Norilsk – das ist wahrscheinlich die härteste Stadt Russlands. Die rund 180'000 Einwohner leben komplett abgeschottet im Norden Sibiriens. Nicht nur eisige Temperaturen machen ihnen zu schaffen, sondern auch der Dreck. Norilsk schaffte es 2013 in die Top-10 der verschmutztesten Städte der Welt. Darüber haben wir vor einiger Zeit berichtet:
Nun wurde in Norilsk der Notstand ausgerufen. Vor wenigen Tagen flossen aus einem Wärmekraftwerk fast 20'000 Tonnen Diesel in die Flüsse Daldykan und Ambarnaja. Fotos zeigen, wie sich das Gewässer in der Folge rot verfärbte.
State of emergency in Norilsk after 20,000 tons of diesel leaks into Arctic river system. Fear that thawing permafrost caused damage to storage tank https://t.co/EYvzar8jUQ pic.twitter.com/oN4pOtLZy0
— The Siberian Times (@siberian_times) June 2, 2020
Die Lage ist derart ernst, dass sich der Präsident einschaltete. Wladimir Putin wies den Zivilschutz am Mittwoch an, umgehend Massnahmen zu erarbeiten. «Es ist notwendig, jetzt so schnell wie möglich zu reagieren - jetzt sofort», sagte er bei einer Besprechung mit den Behörden in Moskau.
Putin stufte den zuvor für die sibirische Industriestadt Norilsk ausgerufenen Notstand zu einem Fall von nationalem Ausmass hoch.
Das Leck war bereits Ende Mai entstanden. Putin kritisierte die Behörden scharf, zu langsam reagiert zu haben und nicht umgehend informiert worden zu sein.

### AUSGELESENE EINTRÄGE
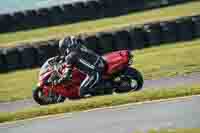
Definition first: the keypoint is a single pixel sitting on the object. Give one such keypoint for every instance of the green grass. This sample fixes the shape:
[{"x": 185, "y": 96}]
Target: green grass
[
  {"x": 101, "y": 101},
  {"x": 10, "y": 39},
  {"x": 181, "y": 130},
  {"x": 164, "y": 61}
]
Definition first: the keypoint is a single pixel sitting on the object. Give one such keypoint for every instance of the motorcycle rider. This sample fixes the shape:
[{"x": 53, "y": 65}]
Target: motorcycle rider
[{"x": 85, "y": 60}]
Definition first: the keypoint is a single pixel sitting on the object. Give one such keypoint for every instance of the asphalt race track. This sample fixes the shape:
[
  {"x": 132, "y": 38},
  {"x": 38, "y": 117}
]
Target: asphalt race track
[
  {"x": 125, "y": 119},
  {"x": 161, "y": 83}
]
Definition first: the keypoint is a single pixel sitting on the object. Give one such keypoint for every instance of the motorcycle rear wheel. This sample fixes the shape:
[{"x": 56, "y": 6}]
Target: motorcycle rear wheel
[
  {"x": 41, "y": 99},
  {"x": 131, "y": 80}
]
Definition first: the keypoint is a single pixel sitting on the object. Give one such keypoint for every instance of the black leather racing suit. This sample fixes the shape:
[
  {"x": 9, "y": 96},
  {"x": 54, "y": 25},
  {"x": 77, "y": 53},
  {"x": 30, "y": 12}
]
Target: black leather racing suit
[{"x": 87, "y": 62}]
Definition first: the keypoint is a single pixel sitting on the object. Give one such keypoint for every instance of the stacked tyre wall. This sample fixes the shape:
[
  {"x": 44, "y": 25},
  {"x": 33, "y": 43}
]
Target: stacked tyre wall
[
  {"x": 132, "y": 37},
  {"x": 76, "y": 12}
]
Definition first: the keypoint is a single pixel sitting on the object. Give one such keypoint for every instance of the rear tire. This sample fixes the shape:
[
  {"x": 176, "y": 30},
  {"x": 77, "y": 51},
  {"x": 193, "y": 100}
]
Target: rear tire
[
  {"x": 41, "y": 99},
  {"x": 133, "y": 78}
]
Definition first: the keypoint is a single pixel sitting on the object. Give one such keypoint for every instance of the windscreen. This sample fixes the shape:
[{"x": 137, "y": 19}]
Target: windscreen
[{"x": 44, "y": 68}]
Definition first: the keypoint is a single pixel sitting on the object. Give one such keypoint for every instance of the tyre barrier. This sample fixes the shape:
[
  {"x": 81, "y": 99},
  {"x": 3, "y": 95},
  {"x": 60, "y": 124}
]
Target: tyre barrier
[
  {"x": 196, "y": 23},
  {"x": 132, "y": 37},
  {"x": 105, "y": 41},
  {"x": 75, "y": 12},
  {"x": 137, "y": 35}
]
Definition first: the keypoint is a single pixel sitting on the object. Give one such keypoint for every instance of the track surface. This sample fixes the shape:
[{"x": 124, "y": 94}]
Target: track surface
[
  {"x": 161, "y": 83},
  {"x": 126, "y": 119}
]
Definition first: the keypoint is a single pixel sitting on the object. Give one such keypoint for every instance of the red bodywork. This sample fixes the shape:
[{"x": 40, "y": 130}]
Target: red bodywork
[{"x": 116, "y": 61}]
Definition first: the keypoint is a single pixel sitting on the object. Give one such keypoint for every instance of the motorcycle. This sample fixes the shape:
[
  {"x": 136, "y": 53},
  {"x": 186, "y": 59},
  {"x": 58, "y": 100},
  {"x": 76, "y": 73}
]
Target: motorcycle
[{"x": 118, "y": 77}]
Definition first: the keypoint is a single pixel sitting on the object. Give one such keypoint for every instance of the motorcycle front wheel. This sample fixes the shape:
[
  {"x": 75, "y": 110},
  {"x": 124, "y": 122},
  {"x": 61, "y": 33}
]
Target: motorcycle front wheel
[
  {"x": 130, "y": 80},
  {"x": 41, "y": 99}
]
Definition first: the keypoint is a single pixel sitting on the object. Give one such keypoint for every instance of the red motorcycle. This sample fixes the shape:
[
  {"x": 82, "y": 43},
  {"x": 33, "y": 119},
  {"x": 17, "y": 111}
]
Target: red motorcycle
[{"x": 118, "y": 77}]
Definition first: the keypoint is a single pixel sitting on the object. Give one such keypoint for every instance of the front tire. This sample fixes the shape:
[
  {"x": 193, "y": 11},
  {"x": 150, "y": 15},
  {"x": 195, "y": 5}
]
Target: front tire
[
  {"x": 130, "y": 80},
  {"x": 41, "y": 99}
]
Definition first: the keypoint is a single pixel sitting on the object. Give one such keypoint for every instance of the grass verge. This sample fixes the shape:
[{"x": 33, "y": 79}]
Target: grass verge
[
  {"x": 10, "y": 39},
  {"x": 164, "y": 61},
  {"x": 101, "y": 101}
]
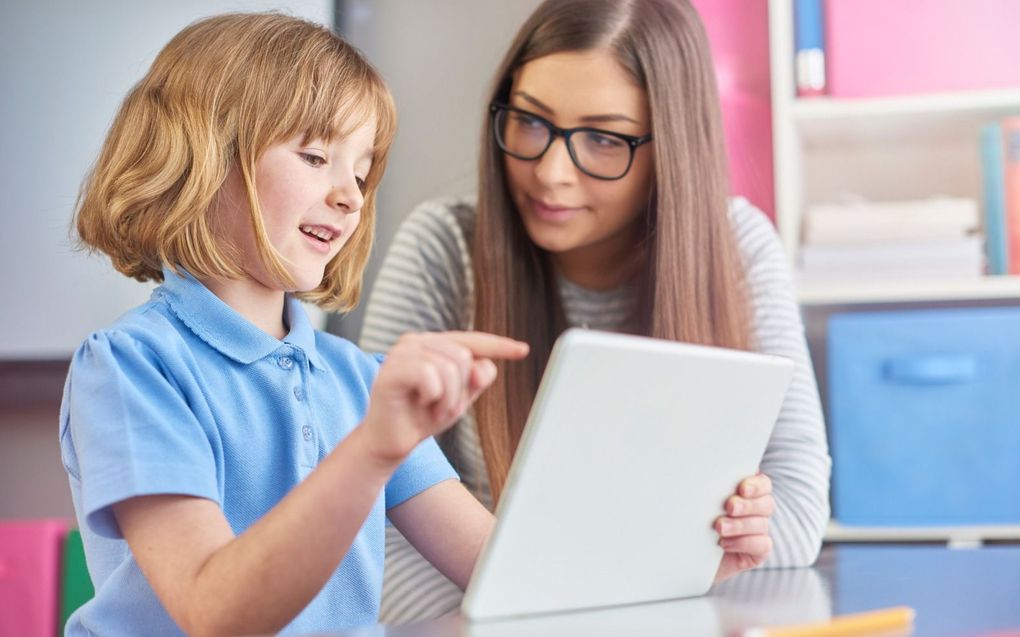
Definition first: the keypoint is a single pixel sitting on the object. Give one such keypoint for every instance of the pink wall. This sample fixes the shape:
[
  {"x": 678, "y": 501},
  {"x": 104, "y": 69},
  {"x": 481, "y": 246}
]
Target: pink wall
[{"x": 738, "y": 32}]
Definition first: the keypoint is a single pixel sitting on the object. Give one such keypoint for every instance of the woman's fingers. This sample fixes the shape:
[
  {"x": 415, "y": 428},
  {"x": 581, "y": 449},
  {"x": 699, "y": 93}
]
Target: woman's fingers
[
  {"x": 733, "y": 527},
  {"x": 755, "y": 486},
  {"x": 737, "y": 507},
  {"x": 757, "y": 546}
]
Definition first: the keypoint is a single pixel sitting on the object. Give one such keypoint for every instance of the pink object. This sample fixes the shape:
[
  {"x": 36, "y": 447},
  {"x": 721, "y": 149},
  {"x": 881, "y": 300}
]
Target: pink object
[
  {"x": 737, "y": 31},
  {"x": 30, "y": 577},
  {"x": 884, "y": 48}
]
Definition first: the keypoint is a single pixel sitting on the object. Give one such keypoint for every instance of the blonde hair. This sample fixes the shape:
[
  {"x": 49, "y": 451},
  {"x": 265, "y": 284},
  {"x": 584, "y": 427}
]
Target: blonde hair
[
  {"x": 692, "y": 283},
  {"x": 217, "y": 96}
]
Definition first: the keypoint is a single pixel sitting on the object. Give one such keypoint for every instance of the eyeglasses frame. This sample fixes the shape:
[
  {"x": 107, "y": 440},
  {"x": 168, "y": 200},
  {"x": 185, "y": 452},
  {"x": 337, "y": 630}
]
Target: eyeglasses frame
[{"x": 632, "y": 142}]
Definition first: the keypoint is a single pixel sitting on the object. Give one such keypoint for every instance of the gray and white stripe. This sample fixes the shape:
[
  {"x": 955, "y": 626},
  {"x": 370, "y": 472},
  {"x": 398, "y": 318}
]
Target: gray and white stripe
[{"x": 425, "y": 285}]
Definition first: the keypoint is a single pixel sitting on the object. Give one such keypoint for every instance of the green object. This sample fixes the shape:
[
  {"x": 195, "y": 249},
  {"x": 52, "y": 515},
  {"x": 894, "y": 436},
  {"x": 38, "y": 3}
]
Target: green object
[{"x": 75, "y": 585}]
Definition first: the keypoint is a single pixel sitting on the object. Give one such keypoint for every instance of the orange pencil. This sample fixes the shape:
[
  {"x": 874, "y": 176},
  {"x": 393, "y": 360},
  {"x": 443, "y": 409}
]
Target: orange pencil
[{"x": 883, "y": 621}]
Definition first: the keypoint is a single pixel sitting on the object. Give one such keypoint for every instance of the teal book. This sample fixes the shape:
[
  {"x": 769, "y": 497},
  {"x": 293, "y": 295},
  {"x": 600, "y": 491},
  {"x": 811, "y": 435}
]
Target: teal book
[{"x": 992, "y": 174}]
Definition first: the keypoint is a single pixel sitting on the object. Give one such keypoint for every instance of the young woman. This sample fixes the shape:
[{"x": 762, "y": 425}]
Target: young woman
[{"x": 603, "y": 203}]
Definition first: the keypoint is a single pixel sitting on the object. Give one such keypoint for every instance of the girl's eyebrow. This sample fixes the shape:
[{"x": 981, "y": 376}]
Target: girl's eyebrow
[{"x": 601, "y": 118}]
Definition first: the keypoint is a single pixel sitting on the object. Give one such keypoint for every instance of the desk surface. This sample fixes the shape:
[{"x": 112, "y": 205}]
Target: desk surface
[{"x": 957, "y": 592}]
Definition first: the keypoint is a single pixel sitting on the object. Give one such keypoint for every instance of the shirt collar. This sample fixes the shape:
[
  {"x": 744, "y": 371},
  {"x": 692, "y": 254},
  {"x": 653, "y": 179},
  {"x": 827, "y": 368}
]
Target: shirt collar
[{"x": 227, "y": 331}]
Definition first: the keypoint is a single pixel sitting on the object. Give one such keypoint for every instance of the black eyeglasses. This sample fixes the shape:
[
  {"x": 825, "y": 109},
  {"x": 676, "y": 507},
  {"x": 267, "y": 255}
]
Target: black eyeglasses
[{"x": 597, "y": 153}]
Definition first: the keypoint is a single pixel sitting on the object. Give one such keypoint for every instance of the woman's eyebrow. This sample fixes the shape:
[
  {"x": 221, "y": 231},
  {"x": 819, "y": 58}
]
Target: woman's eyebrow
[{"x": 601, "y": 118}]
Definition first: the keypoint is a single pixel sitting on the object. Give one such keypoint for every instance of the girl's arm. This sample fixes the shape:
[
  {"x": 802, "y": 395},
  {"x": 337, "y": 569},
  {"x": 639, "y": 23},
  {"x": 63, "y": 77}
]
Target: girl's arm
[
  {"x": 448, "y": 526},
  {"x": 212, "y": 582}
]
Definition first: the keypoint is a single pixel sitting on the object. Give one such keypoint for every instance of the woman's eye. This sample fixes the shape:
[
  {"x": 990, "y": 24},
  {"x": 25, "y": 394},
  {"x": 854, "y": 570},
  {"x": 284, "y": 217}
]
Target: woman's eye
[
  {"x": 526, "y": 120},
  {"x": 313, "y": 160},
  {"x": 605, "y": 141}
]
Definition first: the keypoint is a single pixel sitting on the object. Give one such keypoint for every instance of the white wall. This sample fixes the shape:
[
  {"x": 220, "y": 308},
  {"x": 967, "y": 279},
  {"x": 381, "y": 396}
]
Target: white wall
[
  {"x": 64, "y": 67},
  {"x": 439, "y": 57}
]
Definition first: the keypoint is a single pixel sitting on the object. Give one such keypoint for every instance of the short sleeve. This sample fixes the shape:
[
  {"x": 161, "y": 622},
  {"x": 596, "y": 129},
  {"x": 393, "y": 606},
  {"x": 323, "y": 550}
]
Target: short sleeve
[
  {"x": 128, "y": 430},
  {"x": 425, "y": 467}
]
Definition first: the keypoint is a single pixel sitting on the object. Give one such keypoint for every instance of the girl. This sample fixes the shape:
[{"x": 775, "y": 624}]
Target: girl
[
  {"x": 230, "y": 471},
  {"x": 602, "y": 203}
]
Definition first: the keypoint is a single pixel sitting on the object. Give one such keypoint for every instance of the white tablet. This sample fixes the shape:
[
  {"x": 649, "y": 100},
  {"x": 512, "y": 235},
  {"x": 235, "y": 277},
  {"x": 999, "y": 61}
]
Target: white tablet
[{"x": 630, "y": 449}]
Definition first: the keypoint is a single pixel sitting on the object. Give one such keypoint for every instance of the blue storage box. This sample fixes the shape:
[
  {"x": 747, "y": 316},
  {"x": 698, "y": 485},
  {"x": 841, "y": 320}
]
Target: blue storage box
[{"x": 924, "y": 417}]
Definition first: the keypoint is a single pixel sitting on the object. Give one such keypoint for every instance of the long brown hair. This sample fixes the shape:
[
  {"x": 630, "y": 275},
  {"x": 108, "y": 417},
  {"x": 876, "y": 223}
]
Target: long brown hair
[
  {"x": 217, "y": 96},
  {"x": 691, "y": 282}
]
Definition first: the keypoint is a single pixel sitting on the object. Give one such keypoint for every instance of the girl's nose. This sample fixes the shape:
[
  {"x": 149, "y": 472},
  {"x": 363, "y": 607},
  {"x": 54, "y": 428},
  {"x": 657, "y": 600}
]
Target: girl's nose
[
  {"x": 346, "y": 196},
  {"x": 555, "y": 165}
]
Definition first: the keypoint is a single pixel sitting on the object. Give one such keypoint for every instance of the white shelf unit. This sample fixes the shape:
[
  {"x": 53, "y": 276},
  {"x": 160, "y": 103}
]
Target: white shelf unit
[
  {"x": 890, "y": 148},
  {"x": 883, "y": 149}
]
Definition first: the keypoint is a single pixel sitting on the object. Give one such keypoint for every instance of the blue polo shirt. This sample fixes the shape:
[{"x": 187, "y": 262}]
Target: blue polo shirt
[{"x": 185, "y": 395}]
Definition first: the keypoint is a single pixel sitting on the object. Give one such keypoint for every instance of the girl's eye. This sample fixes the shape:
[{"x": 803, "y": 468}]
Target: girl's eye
[{"x": 313, "y": 160}]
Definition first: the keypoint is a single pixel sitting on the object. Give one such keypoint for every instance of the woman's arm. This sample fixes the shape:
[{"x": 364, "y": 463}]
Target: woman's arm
[{"x": 797, "y": 458}]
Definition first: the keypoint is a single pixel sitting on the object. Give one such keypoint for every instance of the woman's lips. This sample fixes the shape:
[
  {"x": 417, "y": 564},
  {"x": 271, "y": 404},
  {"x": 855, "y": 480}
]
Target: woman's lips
[{"x": 553, "y": 212}]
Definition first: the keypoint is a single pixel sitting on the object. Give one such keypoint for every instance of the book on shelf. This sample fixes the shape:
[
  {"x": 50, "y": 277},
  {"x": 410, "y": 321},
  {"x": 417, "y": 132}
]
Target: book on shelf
[
  {"x": 957, "y": 257},
  {"x": 861, "y": 220},
  {"x": 901, "y": 240},
  {"x": 809, "y": 47},
  {"x": 992, "y": 177}
]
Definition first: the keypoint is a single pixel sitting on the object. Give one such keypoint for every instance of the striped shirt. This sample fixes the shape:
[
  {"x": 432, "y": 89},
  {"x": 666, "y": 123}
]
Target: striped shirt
[{"x": 425, "y": 284}]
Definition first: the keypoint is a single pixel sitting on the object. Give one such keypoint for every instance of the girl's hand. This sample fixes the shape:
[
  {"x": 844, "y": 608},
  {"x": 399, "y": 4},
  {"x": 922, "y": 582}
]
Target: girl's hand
[
  {"x": 744, "y": 530},
  {"x": 426, "y": 382}
]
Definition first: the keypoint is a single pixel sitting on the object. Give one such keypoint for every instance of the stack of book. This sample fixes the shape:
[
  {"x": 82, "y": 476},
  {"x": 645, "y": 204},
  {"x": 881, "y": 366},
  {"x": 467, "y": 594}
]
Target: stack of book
[
  {"x": 888, "y": 241},
  {"x": 1001, "y": 172}
]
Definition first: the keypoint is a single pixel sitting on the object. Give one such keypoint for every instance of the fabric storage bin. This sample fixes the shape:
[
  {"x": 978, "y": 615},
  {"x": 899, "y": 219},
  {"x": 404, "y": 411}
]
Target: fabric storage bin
[{"x": 924, "y": 417}]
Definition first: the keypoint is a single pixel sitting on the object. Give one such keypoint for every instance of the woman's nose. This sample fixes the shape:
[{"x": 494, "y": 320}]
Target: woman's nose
[{"x": 555, "y": 165}]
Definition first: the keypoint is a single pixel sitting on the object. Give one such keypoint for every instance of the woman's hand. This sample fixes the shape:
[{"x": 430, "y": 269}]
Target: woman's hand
[
  {"x": 426, "y": 382},
  {"x": 744, "y": 530}
]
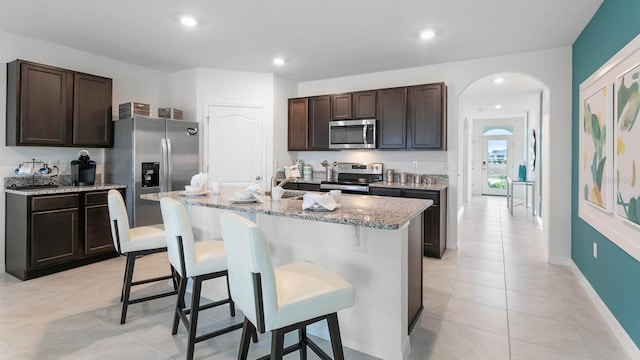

### AUFGABE
Schreiben Sie aus dem Textauszug über den Notstand in Norilsk den Abschnitt unverändert ab, der mit den Worten „State of emergency“ einsetzt und mit den Worten „nationalem Ausmass hoch.“ schließt.

### ANTWORTTEIL
State of emergency in Norilsk after 20,000 tons of diesel leaks into Arctic river system. Fear that thawing permafrost caused damage to storage tank https://t.co/EYvzar8jUQ pic.twitter.com/oN4pOtLZy0
— The Siberian Times (@siberian_times) June 2, 2020
Die Lage ist derart ernst, dass sich der Präsident einschaltete. Wladimir Putin wies den Zivilschutz am Mittwoch an, umgehend Massnahmen zu erarbeiten. «Es ist notwendig, jetzt so schnell wie möglich zu reagieren - jetzt sofort», sagte er bei einer Besprechung mit den Behörden in Moskau.
Putin stufte den zuvor für die sibirische Industriestadt Norilsk ausgerufenen Notstand zu einem Fall von nationalem Ausmass hoch.